== EXERCISE REQUIREMENTS ==
Quote every line of the data below as it stands, omitting pictures.

-- Begin STORED RECORDS --

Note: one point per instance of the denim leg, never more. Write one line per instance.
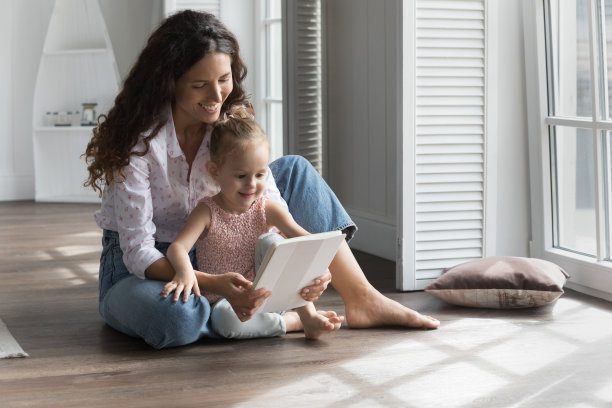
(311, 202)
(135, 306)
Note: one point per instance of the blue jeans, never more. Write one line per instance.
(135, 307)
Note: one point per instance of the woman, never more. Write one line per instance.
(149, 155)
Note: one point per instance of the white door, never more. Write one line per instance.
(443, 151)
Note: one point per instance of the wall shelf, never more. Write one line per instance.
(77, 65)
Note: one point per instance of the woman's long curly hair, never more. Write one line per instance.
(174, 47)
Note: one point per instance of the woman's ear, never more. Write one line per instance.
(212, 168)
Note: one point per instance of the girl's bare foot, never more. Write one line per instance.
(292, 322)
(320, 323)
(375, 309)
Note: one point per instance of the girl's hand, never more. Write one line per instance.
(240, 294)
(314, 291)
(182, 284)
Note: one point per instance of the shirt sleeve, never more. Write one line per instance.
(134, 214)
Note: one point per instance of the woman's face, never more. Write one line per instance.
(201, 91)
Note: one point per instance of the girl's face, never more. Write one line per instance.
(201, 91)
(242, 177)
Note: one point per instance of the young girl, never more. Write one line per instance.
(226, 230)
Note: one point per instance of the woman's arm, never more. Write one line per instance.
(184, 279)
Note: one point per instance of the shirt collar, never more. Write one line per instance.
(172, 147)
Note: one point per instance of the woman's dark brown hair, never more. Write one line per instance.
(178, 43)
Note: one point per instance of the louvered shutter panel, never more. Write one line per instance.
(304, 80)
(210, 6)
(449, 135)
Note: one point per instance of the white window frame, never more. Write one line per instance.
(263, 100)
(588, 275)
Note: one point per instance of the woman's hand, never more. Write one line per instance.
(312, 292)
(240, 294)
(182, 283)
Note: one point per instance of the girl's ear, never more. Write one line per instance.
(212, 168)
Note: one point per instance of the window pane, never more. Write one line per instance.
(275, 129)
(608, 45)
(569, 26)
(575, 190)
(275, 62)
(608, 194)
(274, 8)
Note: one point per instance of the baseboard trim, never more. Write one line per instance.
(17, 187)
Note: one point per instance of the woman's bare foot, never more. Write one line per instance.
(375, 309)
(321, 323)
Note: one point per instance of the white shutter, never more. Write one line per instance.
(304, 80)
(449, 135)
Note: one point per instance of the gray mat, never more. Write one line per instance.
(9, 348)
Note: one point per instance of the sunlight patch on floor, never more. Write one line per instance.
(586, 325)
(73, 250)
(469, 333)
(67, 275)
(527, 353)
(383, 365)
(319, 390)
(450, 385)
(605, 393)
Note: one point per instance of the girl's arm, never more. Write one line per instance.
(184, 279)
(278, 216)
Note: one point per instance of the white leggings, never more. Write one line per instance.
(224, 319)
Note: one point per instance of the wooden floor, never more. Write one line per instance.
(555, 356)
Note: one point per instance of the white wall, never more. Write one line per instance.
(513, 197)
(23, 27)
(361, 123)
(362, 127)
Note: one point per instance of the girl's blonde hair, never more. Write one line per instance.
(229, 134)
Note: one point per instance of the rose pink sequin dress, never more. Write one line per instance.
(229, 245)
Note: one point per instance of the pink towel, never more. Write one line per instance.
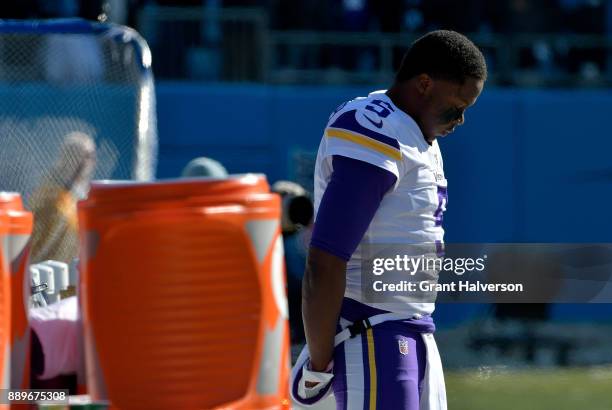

-- End STORED RECORDS --

== RESULT ==
Note: one point per instance of the denim leg, never more. Write one line per instance.
(311, 202)
(135, 306)
Note: one point per instance of the blue jeans, never more. Write one line per instance.
(135, 307)
Note: one point per instance of the woman, never more. Write one line per instance.
(149, 155)
Note: one point per instance of the white door, never more. Write one line per instance.
(443, 151)
Note: one point per instance of the wall shelf, never more. Write one line per instance.
(77, 65)
Note: one point per instance of the woman's long curly hair, never more. Write one line per instance.
(174, 47)
Note: one point per instance of the woman's ear, never more. Write one line per instance.
(212, 168)
Note: one point per instance of the girl's bare foot, never more. Write one line per instance.
(292, 322)
(320, 323)
(375, 309)
Note: one point per instance of the girl's hand, never more. Write one line per instance.
(240, 294)
(314, 291)
(182, 284)
Note: one point per instance of the shirt sleeve, never more. Write one line per instance.
(134, 214)
Note: one point per instance of the woman's face, never more. Write one line per instance.
(201, 91)
Note: one point per instance of the girl's face, never more. Write one line per instance.
(201, 91)
(242, 177)
Note: one point per instance of the young girl, never more. Write one line per instance.
(226, 230)
Note: one point per instance of the woman's arm, never more. Write one line per instance.
(184, 279)
Note: one point per instance of the shirt collar, never more. Write one line per instance.
(172, 147)
Note: one point per instance of the woman's dark brown hair, never more. Write one line per instance.
(178, 43)
Note: one point per instance of the louvered shutter panel, never more. Write one line per instance.
(304, 80)
(210, 6)
(449, 135)
Note: one point per instance of the white window frame, never more. Write one line per instance.
(263, 100)
(588, 275)
Note: one point per instance of the woman's hand, never more. Write one line per instance.
(312, 292)
(240, 294)
(182, 283)
Note: one point per instance of the girl's ear, never more. Write one line per instance.
(212, 168)
Note: one point per instance of the window pane, never more. Write one line per instance.
(275, 129)
(608, 45)
(569, 26)
(575, 190)
(275, 62)
(608, 194)
(274, 8)
Note: one point per instance of the baseboard trim, never more. Write one line per instance.
(17, 187)
Note: one point per instance of the woman's bare foot, never more. Write one line per instance.
(375, 309)
(321, 323)
Note: one point per instance of the white shutter, never more. Write one line per instance.
(304, 80)
(449, 135)
Note: one point per instance of the gray mat, never more. Write one line per instance.
(9, 348)
Note: one point per instance of the sunlight patch on floor, never more. Write one line per instance.
(586, 325)
(73, 250)
(469, 333)
(67, 275)
(527, 353)
(383, 365)
(319, 390)
(450, 385)
(605, 393)
Note: one point per instance of the girl's arm, never more. Write one line per instance.
(184, 279)
(278, 216)
Note: one point per instance of the white leggings, never more. Write one line per instance.
(224, 319)
Note: one point per instance of the wooden floor, never more. Write one line per instance.
(555, 356)
Note: one point per instance of the white wall, never more. Write one line per instance.
(513, 197)
(23, 27)
(361, 123)
(362, 127)
Note: one point per instance of the girl's blonde hair, never more. Write one line per instance.
(229, 134)
Note: one point per instance of the rose pink sequin dress, never more. Write one line per instance.
(229, 245)
Note: one point per instance of the pink towel, never more. Write one line per instance.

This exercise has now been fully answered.